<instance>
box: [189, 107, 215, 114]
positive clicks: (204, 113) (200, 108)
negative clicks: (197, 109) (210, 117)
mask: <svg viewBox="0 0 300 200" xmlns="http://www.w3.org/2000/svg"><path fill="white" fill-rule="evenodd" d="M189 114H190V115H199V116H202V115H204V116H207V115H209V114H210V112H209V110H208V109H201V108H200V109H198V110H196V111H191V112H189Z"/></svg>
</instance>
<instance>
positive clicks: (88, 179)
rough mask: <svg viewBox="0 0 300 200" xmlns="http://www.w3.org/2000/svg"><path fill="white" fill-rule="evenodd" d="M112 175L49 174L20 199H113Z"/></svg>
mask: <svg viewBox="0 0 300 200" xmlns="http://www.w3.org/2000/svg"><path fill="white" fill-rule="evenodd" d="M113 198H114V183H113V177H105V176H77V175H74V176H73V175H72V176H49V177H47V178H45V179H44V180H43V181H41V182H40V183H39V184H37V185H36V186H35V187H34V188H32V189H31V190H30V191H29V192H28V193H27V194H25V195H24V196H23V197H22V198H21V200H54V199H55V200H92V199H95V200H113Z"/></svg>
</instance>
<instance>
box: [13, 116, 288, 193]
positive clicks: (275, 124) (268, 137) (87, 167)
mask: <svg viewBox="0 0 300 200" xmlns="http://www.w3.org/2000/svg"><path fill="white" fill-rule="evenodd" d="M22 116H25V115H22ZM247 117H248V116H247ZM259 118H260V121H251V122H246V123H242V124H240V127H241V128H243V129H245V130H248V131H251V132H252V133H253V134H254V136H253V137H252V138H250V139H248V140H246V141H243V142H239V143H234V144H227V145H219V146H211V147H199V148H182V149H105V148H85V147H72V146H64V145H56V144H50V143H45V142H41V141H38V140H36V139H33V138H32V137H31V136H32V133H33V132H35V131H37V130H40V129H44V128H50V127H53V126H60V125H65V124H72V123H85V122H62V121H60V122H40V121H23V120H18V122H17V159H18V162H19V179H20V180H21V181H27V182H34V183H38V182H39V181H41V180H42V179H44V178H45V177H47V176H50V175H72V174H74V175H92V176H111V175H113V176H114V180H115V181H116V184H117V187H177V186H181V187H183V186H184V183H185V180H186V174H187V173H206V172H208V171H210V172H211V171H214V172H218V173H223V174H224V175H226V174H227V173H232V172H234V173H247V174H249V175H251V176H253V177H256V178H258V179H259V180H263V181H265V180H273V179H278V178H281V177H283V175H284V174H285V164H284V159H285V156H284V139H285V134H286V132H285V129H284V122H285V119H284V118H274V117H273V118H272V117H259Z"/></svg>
* * * * * * *
In the entries above, the lines from the one bearing "positive clicks: (204, 113) (200, 108)" up to and including the one bearing "box: [13, 116, 288, 193]" should be transcribed exactly; no other line is wanted.

positive clicks: (204, 113) (200, 108)
negative clicks: (197, 109) (210, 117)
mask: <svg viewBox="0 0 300 200" xmlns="http://www.w3.org/2000/svg"><path fill="white" fill-rule="evenodd" d="M189 114H190V115H199V116H202V115H204V116H207V115H209V114H210V112H209V110H208V109H201V108H200V109H198V110H196V111H191V112H189Z"/></svg>
</instance>
<instance>
positive clicks: (88, 179)
rough mask: <svg viewBox="0 0 300 200" xmlns="http://www.w3.org/2000/svg"><path fill="white" fill-rule="evenodd" d="M112 175L49 174L20 199H113Z"/></svg>
mask: <svg viewBox="0 0 300 200" xmlns="http://www.w3.org/2000/svg"><path fill="white" fill-rule="evenodd" d="M113 198H114V183H113V177H105V176H77V175H74V176H73V175H72V176H49V177H47V178H45V179H44V180H43V181H41V182H40V183H39V184H37V185H36V186H35V187H34V188H32V189H31V190H30V191H29V192H28V193H27V194H25V195H24V196H23V197H22V198H21V200H54V199H55V200H92V199H95V200H113Z"/></svg>
</instance>
<instance>
box: [13, 116, 288, 193]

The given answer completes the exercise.